EXERCISE DETAILS: Convert the lines of the entries below, from the line containing "the blue sky" through the final line of the entries, into a Markdown table with the columns Row and Text. Give each line its own numbered row and leave out blank lines.

(Entries from a dataset)
--- begin ---
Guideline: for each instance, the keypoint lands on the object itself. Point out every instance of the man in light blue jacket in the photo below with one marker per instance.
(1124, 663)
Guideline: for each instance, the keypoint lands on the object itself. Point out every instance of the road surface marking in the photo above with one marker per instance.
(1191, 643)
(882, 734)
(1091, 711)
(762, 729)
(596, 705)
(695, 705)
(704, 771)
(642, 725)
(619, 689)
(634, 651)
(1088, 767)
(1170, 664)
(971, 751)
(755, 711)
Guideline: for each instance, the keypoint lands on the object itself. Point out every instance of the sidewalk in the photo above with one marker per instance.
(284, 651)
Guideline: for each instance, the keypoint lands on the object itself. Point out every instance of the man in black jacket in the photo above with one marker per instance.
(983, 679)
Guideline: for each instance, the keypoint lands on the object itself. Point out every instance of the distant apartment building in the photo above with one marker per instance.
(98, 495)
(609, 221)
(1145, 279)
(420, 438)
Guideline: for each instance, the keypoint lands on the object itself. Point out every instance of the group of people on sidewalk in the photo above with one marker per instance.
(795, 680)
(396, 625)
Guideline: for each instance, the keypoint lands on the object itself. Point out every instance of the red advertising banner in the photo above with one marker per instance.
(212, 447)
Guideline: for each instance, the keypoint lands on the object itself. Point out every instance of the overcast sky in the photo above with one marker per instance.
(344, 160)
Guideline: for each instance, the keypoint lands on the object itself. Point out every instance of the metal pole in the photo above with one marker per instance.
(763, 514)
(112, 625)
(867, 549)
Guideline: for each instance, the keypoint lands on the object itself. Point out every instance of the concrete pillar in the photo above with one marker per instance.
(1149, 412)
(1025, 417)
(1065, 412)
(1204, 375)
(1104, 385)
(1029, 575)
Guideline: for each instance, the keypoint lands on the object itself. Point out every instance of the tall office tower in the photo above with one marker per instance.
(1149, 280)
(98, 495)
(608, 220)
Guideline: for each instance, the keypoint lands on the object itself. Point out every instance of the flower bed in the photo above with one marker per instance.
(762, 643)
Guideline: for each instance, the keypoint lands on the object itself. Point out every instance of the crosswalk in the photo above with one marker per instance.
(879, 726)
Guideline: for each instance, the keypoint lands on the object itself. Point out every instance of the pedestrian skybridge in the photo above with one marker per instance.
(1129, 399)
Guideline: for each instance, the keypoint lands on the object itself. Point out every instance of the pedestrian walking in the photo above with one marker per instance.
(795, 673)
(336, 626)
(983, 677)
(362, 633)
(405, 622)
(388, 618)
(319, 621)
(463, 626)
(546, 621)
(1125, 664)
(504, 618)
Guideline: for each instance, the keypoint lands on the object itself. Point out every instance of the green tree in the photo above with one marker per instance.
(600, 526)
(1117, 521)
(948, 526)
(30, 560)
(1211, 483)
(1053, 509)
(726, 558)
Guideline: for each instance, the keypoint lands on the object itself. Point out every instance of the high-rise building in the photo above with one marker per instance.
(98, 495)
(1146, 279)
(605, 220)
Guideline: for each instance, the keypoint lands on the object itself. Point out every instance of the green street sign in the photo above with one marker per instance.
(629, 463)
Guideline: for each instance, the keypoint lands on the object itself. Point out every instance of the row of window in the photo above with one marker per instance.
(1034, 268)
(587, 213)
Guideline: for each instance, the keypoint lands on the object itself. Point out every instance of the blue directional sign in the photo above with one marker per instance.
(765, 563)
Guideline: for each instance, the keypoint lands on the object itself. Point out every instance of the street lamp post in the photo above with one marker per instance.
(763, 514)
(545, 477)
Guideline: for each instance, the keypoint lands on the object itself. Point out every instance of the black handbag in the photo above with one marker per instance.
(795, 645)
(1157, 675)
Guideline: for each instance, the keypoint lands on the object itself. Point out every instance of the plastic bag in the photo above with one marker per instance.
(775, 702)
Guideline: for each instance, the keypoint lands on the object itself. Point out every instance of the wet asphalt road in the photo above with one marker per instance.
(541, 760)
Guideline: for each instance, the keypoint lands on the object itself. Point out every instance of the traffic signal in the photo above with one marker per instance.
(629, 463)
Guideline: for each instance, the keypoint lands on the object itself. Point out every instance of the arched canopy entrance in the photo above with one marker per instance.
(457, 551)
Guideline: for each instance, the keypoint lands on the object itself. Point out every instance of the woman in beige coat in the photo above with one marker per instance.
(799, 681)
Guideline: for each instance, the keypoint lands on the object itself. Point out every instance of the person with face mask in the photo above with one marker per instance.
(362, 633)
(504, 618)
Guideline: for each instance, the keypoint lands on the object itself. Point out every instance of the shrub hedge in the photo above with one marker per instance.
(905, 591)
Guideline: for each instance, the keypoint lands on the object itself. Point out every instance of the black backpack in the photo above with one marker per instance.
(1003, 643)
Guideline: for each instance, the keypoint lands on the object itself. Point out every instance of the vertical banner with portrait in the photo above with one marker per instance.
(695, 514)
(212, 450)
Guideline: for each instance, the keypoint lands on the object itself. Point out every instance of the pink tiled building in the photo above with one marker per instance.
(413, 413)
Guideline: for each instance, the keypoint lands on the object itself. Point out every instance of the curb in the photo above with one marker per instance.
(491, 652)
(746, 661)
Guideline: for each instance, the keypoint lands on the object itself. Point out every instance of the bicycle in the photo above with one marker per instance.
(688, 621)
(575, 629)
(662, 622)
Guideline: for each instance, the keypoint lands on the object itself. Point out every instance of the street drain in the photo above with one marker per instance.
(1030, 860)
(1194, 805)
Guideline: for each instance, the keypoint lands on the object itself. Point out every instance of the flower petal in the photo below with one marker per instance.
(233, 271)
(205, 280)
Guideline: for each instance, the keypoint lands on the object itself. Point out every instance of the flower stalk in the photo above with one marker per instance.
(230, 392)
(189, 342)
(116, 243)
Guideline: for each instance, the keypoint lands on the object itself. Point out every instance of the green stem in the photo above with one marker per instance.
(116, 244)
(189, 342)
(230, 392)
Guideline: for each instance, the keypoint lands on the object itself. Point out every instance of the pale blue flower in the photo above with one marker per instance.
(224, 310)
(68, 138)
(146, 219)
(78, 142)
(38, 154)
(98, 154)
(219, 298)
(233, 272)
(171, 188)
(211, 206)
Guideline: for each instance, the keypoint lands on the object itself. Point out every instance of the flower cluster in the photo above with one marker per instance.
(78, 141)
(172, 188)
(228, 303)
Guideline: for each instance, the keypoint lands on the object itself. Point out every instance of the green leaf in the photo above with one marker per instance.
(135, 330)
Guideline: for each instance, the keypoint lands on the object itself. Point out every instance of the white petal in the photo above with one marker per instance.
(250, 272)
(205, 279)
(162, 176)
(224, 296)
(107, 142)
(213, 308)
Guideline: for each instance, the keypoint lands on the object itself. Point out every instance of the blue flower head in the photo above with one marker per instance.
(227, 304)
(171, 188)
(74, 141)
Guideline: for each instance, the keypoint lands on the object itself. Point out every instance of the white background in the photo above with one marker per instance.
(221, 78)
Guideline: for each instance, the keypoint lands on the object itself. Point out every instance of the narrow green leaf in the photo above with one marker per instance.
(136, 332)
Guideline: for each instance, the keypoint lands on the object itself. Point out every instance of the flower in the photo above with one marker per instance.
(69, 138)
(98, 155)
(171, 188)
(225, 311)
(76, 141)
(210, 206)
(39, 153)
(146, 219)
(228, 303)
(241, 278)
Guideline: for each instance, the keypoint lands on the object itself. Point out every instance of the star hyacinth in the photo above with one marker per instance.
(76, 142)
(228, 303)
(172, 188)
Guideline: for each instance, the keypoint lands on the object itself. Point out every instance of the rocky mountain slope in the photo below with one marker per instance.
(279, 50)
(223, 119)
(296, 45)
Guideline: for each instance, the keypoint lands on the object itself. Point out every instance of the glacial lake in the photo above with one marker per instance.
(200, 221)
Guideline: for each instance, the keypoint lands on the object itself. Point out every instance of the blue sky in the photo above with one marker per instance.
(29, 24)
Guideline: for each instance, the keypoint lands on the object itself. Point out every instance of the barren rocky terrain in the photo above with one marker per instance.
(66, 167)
--- end ---
EXERCISE SOLUTION:
| Row | Text |
|---|---|
| 1 | Guideline: for each instance, the keypoint lands on the object itself. Point out every instance of the blue sky in the photo above with one marker per instance. |
| 2 | (29, 24) |
| 3 | Guideline: for each instance, the keypoint lands on the object itself. Point out every instance of the barren rocky terrain in the photo above with one marker per instance. |
| 4 | (66, 167) |